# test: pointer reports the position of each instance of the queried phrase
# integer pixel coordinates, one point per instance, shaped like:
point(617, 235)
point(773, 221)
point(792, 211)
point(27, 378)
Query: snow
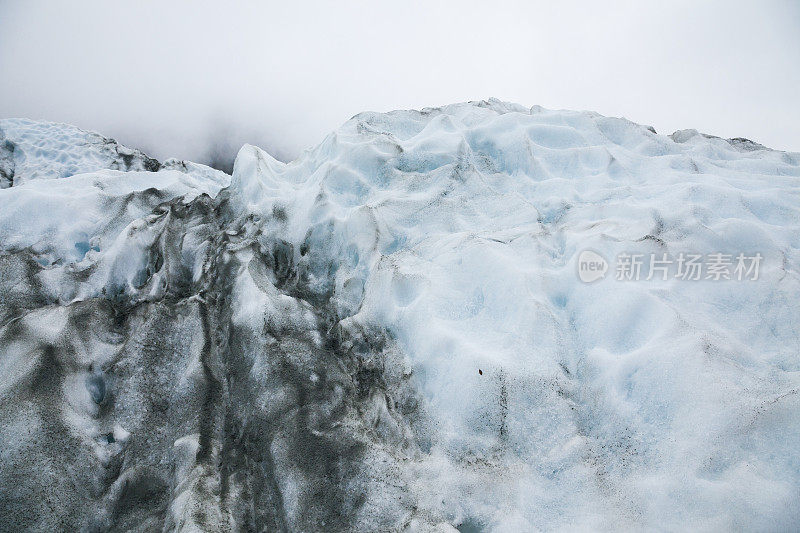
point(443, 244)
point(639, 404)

++++++++++

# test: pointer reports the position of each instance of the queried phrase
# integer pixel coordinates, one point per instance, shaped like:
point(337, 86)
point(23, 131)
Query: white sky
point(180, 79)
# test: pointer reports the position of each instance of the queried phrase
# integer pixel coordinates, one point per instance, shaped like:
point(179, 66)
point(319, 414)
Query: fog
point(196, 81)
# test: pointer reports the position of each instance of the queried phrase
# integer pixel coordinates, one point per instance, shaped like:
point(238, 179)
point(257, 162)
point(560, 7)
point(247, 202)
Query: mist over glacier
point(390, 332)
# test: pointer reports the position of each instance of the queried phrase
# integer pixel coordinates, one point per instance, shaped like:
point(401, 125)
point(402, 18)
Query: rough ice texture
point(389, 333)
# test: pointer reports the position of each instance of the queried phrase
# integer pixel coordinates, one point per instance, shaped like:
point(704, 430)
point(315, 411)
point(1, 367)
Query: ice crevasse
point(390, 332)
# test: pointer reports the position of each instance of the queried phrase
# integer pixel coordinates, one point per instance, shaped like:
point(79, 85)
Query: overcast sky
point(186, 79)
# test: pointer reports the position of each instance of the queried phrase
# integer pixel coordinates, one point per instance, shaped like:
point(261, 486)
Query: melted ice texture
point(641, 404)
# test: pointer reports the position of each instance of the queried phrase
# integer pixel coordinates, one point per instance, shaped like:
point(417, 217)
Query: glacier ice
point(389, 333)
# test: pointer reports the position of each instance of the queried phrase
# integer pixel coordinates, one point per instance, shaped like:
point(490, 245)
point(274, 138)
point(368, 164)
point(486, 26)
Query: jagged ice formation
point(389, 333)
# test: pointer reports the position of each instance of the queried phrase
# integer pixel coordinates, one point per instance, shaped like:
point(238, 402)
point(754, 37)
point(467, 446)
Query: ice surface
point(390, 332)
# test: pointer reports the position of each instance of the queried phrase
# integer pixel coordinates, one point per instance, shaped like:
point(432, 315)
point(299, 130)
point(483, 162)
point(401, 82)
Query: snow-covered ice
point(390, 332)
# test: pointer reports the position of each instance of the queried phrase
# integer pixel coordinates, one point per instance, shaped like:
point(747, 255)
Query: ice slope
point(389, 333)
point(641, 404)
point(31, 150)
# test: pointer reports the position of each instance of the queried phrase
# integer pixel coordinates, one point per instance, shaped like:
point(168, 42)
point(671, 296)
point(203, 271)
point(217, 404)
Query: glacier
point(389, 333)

++++++++++

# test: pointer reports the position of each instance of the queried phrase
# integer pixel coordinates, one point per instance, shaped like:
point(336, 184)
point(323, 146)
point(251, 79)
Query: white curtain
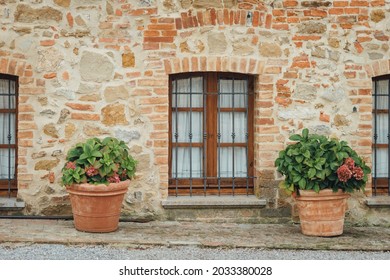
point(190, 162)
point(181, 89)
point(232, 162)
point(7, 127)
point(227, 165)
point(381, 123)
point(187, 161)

++++++++++

WHAT IS BEING ASKED:
How many lines of the listing above contain the word "glacier"? Give only the number.

SOLUTION BELOW:
3